TASK DETAILS
Please reproduce the entries that follow without a single difference.

INFORMATION SUPPLIED

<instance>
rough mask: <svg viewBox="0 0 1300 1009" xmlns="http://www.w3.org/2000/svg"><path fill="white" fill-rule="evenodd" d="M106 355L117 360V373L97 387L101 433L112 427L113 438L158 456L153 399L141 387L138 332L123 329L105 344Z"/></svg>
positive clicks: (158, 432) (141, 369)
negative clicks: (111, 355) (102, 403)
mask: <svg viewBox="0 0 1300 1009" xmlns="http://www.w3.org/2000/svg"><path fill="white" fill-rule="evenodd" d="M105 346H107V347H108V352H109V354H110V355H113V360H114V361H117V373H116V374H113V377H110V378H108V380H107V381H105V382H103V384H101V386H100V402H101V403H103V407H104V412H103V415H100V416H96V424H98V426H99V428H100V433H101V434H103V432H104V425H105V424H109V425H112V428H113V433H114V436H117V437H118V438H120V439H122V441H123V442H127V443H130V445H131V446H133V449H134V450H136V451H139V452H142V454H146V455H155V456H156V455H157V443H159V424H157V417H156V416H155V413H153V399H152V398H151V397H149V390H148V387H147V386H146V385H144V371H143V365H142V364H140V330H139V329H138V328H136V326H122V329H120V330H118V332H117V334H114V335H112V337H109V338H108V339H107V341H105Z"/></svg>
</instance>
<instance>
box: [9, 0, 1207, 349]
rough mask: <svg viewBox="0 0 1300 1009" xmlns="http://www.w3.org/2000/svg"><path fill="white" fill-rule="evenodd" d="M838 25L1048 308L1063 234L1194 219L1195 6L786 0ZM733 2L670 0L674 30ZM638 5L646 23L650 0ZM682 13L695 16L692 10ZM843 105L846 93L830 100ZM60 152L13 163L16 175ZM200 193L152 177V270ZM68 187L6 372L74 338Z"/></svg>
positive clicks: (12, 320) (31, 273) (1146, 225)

FINAL ANSWER
<instance>
rough mask: <svg viewBox="0 0 1300 1009" xmlns="http://www.w3.org/2000/svg"><path fill="white" fill-rule="evenodd" d="M106 355L117 360V373L97 387L101 433L112 427L113 438L158 456L153 399L141 387L138 332L123 329L105 344Z"/></svg>
positive clicks: (158, 432) (141, 369)
negative clicks: (111, 355) (102, 403)
mask: <svg viewBox="0 0 1300 1009" xmlns="http://www.w3.org/2000/svg"><path fill="white" fill-rule="evenodd" d="M105 346H107V347H108V352H109V354H110V355H113V360H114V361H117V373H116V374H113V377H110V378H108V380H107V381H105V382H103V384H101V386H100V402H101V403H103V407H104V412H103V415H100V416H96V424H98V426H99V428H100V433H101V434H103V432H104V425H105V424H109V425H112V428H113V433H114V436H117V437H118V438H120V439H122V441H123V442H127V443H130V445H131V446H133V449H134V450H136V451H139V452H142V454H146V455H155V456H156V455H157V443H159V424H157V417H156V416H155V413H153V399H152V398H151V397H149V390H148V387H147V386H146V385H144V371H143V365H142V364H140V330H139V329H138V328H136V326H122V329H120V330H118V332H117V334H114V335H112V337H109V338H108V339H107V341H105Z"/></svg>
</instance>
<instance>
box: [9, 0, 1207, 349]
rough mask: <svg viewBox="0 0 1300 1009" xmlns="http://www.w3.org/2000/svg"><path fill="white" fill-rule="evenodd" d="M838 25L1048 308L1063 234L1194 219L1195 6L786 0ZM733 2L670 0L674 30ZM638 5L646 23L650 0ZM682 13L695 16L692 10ZM843 105L846 93L830 100ZM60 152L13 163L16 175ZM200 193L152 177V270ZM68 187L6 372L74 338Z"/></svg>
positive clicks: (12, 320) (31, 273) (1146, 225)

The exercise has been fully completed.